### TRY IT
The answer is to be an exact copy of the lines below running from the line with "Target: blue sky" down to the line with "Target: red roof tile", both ends included, and nothing more.

### EXERCISE DATA
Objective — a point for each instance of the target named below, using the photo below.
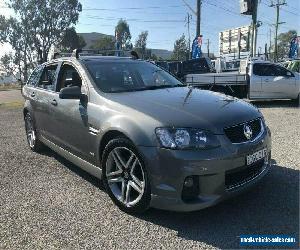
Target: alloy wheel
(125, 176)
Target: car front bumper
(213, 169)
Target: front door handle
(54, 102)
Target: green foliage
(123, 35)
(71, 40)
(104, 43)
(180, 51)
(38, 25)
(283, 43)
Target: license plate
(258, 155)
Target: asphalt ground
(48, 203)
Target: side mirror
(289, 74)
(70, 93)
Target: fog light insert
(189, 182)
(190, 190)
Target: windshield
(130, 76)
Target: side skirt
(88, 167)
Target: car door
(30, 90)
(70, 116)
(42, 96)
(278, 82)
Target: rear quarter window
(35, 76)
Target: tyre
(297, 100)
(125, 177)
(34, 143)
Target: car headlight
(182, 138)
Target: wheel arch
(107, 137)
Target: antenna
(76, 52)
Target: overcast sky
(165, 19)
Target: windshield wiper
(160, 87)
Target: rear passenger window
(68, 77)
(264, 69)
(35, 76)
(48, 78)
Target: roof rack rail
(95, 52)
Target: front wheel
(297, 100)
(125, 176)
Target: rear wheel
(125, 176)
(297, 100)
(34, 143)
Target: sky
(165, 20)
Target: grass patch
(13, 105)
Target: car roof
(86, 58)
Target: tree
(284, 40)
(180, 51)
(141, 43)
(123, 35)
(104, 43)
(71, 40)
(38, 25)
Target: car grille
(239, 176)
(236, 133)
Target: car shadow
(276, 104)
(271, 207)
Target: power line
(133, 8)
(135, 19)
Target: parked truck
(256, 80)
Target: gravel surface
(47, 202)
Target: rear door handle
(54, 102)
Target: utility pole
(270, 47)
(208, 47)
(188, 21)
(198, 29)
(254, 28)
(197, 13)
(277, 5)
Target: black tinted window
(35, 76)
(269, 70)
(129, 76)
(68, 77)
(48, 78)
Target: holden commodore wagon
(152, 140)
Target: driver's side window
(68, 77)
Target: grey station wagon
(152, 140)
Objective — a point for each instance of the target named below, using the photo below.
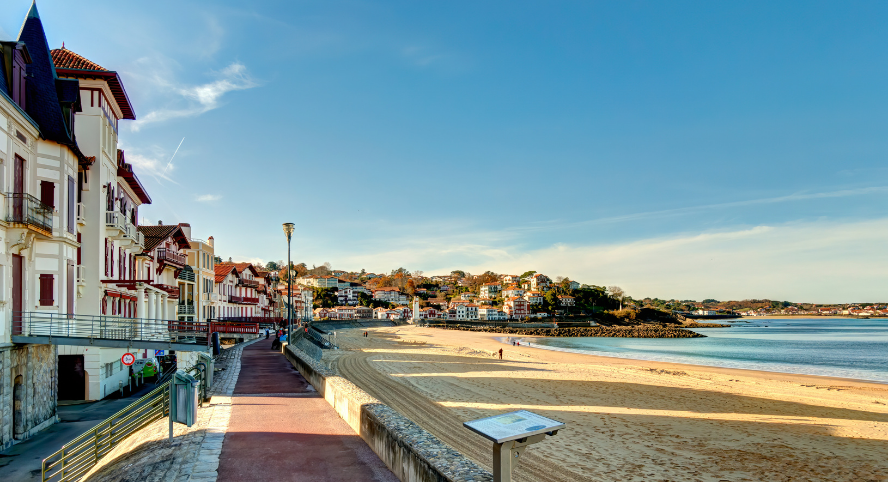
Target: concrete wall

* * *

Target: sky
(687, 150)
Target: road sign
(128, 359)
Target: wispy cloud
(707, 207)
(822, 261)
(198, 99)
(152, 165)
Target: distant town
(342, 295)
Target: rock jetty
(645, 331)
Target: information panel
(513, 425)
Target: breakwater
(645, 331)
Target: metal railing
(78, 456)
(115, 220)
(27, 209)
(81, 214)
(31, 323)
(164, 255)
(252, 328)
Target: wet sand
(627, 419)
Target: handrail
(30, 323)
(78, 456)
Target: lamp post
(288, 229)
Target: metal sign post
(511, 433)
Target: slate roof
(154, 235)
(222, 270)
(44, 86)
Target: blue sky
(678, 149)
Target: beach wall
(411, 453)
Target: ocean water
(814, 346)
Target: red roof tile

### EXERCISE RESULT
Target: blue sky
(678, 149)
Target: beach wall
(411, 453)
Target: ocean water
(814, 346)
Target: red roof tile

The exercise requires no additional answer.